### Stored records:
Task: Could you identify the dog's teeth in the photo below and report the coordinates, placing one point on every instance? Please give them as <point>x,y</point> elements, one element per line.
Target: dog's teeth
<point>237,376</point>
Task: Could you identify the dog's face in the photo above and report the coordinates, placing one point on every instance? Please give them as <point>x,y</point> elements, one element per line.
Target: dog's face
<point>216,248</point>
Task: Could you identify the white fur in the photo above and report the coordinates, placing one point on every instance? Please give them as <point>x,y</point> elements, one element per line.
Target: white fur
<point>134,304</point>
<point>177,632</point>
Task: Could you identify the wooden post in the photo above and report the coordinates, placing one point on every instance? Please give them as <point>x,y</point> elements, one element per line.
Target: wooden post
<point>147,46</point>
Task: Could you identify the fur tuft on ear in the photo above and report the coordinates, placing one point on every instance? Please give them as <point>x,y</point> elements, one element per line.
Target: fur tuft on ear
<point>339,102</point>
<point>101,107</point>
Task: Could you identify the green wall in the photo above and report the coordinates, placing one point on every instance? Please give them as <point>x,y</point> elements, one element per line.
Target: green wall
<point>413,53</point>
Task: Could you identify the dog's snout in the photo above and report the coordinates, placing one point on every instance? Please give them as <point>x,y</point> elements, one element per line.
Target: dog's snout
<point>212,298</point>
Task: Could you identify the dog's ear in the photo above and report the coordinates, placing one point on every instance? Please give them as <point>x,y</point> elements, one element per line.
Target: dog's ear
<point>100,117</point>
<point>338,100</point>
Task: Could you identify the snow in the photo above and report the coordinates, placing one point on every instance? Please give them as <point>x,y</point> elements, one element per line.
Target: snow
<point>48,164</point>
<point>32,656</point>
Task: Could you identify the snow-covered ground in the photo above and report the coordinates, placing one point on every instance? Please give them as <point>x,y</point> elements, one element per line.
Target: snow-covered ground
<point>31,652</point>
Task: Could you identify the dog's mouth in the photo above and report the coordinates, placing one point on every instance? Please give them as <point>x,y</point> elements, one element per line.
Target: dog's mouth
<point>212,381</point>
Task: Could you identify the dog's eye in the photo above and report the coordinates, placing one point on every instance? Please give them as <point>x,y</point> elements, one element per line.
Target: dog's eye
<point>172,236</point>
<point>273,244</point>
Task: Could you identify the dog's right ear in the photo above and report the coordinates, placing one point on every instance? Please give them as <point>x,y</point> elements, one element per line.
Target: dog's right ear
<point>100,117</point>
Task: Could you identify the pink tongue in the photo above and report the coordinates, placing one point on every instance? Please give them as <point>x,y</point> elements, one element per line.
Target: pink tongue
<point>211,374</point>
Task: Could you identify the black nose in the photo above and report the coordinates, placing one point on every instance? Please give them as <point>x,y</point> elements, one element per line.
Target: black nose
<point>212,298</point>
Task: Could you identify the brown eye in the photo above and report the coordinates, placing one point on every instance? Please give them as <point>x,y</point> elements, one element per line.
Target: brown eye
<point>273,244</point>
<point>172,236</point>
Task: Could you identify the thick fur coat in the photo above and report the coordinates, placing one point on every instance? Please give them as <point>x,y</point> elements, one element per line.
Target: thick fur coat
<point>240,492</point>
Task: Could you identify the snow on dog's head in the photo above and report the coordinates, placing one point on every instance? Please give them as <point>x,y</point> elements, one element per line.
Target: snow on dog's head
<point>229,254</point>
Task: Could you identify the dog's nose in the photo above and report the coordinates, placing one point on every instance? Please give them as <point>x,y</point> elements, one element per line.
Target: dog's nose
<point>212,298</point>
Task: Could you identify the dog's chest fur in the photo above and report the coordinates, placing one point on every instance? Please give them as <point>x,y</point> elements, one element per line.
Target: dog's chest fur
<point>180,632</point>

### AIM OF THE EXERCISE:
Reproduce all of the data above, substituting "fence post" for "wooden post" wherever it occurs and leaving everything else unchanged.

### FINAL ANSWER:
Task: Could you identify the dog's teeth in the photo below and report the coordinates, placing one point on every instance? Please give them as <point>x,y</point> elements, one element per line.
Target: dog's teeth
<point>237,376</point>
Task: Could you identify the dog's face in the photo above and report the coordinates, placing one point on every instance? Please give them as <point>x,y</point> elements, one element per line.
Target: dog's face
<point>216,248</point>
Task: Could you identify the white fur in the photo above and report the coordinates, placing one point on every instance? Please give them as <point>x,y</point> elements, one element per line.
Target: white fur
<point>134,304</point>
<point>177,632</point>
Task: Could you identify the fence post in the photo above and report the coordinates, placing one point on every instance? Please give them as <point>x,y</point> elements, one element per line.
Target: fence post
<point>147,46</point>
Task: Could you identify the fur tuft on ear in the photo above and report the coordinates, placing one point on every instance? Please give them as <point>x,y</point> elements, one element per line.
Target: fur tuft on ear
<point>339,102</point>
<point>101,107</point>
Task: Could you identify the green wall in the photo above and report the coordinates, placing one point on every instance? Please give them as <point>x,y</point> elements, one element per line.
Target: green wall
<point>413,53</point>
Task: Could you identify the dog's snout in the photo above and report the coordinates, placing one point on every instance? Please give them as <point>x,y</point> elements, one element per line.
Target: dog's snout
<point>212,298</point>
Task: Could you identify the dog's ear in the photo above and report the coordinates, placing one point on every instance? Please give them as <point>x,y</point> elements, one element per line.
Target: dog's ear
<point>100,117</point>
<point>338,100</point>
Task: Could you identify the snow in the photo above and report the coordinates, placing one point on every instance? Please give them as <point>x,y</point> elements, one element per line.
Target: snow
<point>48,164</point>
<point>32,656</point>
Task: Could you identify the snow-covered ground in the photo above and report the coordinates, placing one point on every instance? Please give them as <point>x,y</point> elements, one element per line.
Target: snow-covered ground
<point>31,652</point>
Task: Could you identify the dog's mouth in the photo above and report the coordinates, placing one point on every instance? Please give them as <point>x,y</point> elements, one element per line.
Target: dog's mouth
<point>212,381</point>
Task: Could you identify the dog's eye in the photo above and report the coordinates, placing one point on every instance? Please give them as <point>x,y</point> elements, one element per line.
Target: dog's eye
<point>172,236</point>
<point>273,244</point>
Task: Could you identify the dog's right ear in the photo above and report the coordinates, placing one point on every instance? Please give them as <point>x,y</point> elements, one element per line.
Target: dog's right ear
<point>100,117</point>
Task: Could you identify the pink tongue in the photo above and report the coordinates, placing one point on every instance? Please give them as <point>x,y</point> elements, one element per line.
Target: pink tongue
<point>211,374</point>
Task: Could you identify the black nose in the photo above and report the coordinates, placing one point on every instance? Please give them as <point>x,y</point> elements, one element per line.
Target: black nose
<point>212,298</point>
Task: Could you identify the brown eye in the photo above and report the coordinates, placing one point on every instance? Please give them as <point>x,y</point> elements, one element per line.
Target: brown eye
<point>273,244</point>
<point>172,236</point>
Task: Could you identify the thick fur coat in the photo above and report the coordinates, placing one point on every instance? Please give them as <point>x,y</point> elements, one element per line.
Target: thick fur coat
<point>240,492</point>
Task: Could you identify the snow on dog's head in the photo above and report the coordinates, placing one point on every instance? Please give them as <point>x,y</point> elements, one element per line.
Target: snow on dog's head
<point>229,254</point>
Task: Could you identify the dog's nose in the photo above and report the coordinates, placing one point on every instance? Please give them as <point>x,y</point> elements, one element per line.
Target: dog's nose
<point>212,298</point>
Task: Could you identify the dog's chest fur in the photo above and report the coordinates, placing one point on every instance? Please give them as <point>x,y</point> elements, one element per line.
Target: dog's chest fur
<point>180,632</point>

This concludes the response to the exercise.